◆ **DATA PROVIDED**:
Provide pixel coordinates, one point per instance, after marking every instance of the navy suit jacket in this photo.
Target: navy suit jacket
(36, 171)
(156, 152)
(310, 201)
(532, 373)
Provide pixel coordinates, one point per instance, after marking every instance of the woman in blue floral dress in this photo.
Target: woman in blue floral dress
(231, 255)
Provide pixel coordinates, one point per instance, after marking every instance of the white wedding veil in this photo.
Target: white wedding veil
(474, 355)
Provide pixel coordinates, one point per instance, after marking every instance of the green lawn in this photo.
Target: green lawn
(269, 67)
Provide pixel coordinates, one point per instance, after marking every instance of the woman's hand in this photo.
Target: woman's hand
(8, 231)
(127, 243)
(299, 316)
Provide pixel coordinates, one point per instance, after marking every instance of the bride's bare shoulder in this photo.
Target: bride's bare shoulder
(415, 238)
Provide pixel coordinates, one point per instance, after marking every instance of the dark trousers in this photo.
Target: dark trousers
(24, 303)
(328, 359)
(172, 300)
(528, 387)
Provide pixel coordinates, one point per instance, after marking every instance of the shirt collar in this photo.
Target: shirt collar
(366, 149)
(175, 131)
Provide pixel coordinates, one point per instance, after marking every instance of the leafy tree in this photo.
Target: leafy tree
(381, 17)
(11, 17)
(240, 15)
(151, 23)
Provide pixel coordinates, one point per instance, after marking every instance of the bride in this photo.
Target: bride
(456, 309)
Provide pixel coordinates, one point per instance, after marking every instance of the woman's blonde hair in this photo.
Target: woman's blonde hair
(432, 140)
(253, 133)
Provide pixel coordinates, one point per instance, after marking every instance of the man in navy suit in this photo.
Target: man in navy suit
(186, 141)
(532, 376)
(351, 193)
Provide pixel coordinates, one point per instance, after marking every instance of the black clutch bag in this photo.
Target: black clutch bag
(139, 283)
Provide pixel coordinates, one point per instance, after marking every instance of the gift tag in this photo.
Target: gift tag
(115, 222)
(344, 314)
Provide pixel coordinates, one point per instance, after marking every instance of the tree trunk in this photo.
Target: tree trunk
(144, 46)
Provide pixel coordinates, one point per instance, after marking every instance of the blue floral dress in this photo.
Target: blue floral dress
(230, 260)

◆ **HOW TO COMPLETE THIS TASK**:
Could you set down each entry above word for word?

◆ **OUTPUT OF THE TASK**:
Provide pixel coordinates, one point per instance, after marking every instance of the navy suit jacket in this photo.
Target: navy suit jacket
(36, 171)
(156, 152)
(310, 201)
(532, 373)
Provide pixel coordinates, one point per instance, after marking every instance of the woman in blue floral dress in this photo.
Target: woman in blue floral dress
(231, 255)
Provide pixel coordinates, one point per instance, after marking every instance of the white wedding veil in this photo.
Target: white wedding veil
(474, 355)
Provide pixel coordinates, one point per instance, after marking every instance of the green lawn in this photo.
Target: green lawn
(269, 67)
Provide pixel coordinates, one point per instance, after marking every instance of the woman's hand in this photo.
Target: woman's hand
(8, 231)
(127, 243)
(299, 316)
Provide pixel coordinates, one point per instance, after marking every instance of the bride's bare shoulder in this photo.
Target: bride's bare shoulder
(415, 238)
Provide pixel coordinates, one point per instance, after marking every instance of the dark trousers in this photo.
Target: dark trousers
(24, 303)
(328, 359)
(172, 300)
(528, 387)
Provide pixel coordinates, one point per instance, after marking every instance of the shirt collar in this photo.
Target: shirt collar
(366, 149)
(175, 131)
Provide pixel coordinates, one point per instance, after marking every instance of the leafy tree in this photo.
Target: leafy tree
(381, 17)
(11, 17)
(240, 15)
(151, 23)
Provide pixel coordinates, one point per instance, after marking every instance of the bride in this photo.
Target: bride
(456, 309)
Provide pixel coordinates, one point per instance, after marking every instance of the woman's blonde hair in this photo.
Target: woman's blonde hair
(432, 140)
(253, 133)
Provide pixel coordinates, one point per instance, after marking every instance of the man in navy suit in this photo.
Target: man in navy suit
(186, 141)
(532, 376)
(351, 193)
Provide pixel coordinates, one point per instance, after marking every instance of the black clutch bag in this photo.
Target: black clutch bag
(139, 283)
Provide pixel coordinates, one point per instance, after marking every instance of the gift tag in this photo.
Target: gift tag
(115, 222)
(344, 314)
Provide pixel coordinates, one point per instance, after marking every instance of the tree trunk in this photo.
Target: tree trunk
(144, 46)
Provide pixel coordinates, one point per instance, after marking every instance of the blue floral dress in this photo.
Target: blue floral dress
(230, 260)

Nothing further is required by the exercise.